EXCERPTED DATA:
———

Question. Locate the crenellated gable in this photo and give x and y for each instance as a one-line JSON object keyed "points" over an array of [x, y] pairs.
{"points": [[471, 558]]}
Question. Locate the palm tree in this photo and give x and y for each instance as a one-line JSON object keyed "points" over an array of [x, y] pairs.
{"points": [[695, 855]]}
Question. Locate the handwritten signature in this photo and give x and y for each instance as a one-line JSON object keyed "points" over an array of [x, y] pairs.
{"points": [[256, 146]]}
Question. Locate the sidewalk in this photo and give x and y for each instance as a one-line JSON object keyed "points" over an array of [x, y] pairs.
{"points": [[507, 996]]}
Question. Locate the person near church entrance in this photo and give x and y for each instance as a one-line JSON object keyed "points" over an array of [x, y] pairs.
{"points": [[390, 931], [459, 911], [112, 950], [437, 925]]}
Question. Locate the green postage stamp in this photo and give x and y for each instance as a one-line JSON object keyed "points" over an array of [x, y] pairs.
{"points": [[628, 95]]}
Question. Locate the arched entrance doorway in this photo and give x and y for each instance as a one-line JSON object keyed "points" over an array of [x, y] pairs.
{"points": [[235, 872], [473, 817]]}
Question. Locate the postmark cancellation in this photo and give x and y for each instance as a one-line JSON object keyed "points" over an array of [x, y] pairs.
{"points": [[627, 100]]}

———

PROBLEM TO WORK ON: Return each line above exactly as it appears.

SOLUTION TO THE EXERCISE:
Question. Locate the crenellated gable in this photo and give x and y for each instance as a one-line JSON object keyed "points" over an array of [x, y] pairs.
{"points": [[471, 558]]}
Question. Locate the palm tree in this photo and give x and y for each instance as a one-line JSON object keyed "points" over an array of [x, y] pairs.
{"points": [[695, 855]]}
Question. Locate the handwritten signature in this photo and give x and y for each instance as a one-line JSON object keyed "points" over an array of [x, y] pairs.
{"points": [[256, 146]]}
Question. Locate the sidewalk in this photo and give x and y for each instance as a one-line JSON object keyed "points" over an array of [x, y] pairs.
{"points": [[507, 996]]}
Question. Locate the person near church entrance in this photo and give x and y for each instance as a one-line JSON object keyed "points" over an array of [x, y] pairs.
{"points": [[390, 931], [459, 911], [112, 950], [437, 925]]}
Question. Locate the green postage stamp in this photo and give x and y for each instance as a one-line JSON object keyed "points" over an array of [x, y] pairs.
{"points": [[628, 95]]}
Question. Locate the arched entrance doorway in this photo and give x and y for each instance as a one-line JSON object keyed "points" over an array of [x, y] pairs.
{"points": [[235, 872], [473, 817]]}
Question. Locate the postmark cancellation in this photo and give x and y for each instance as a one-line JSON object keyed "points" over an array of [x, y] pairs.
{"points": [[627, 100]]}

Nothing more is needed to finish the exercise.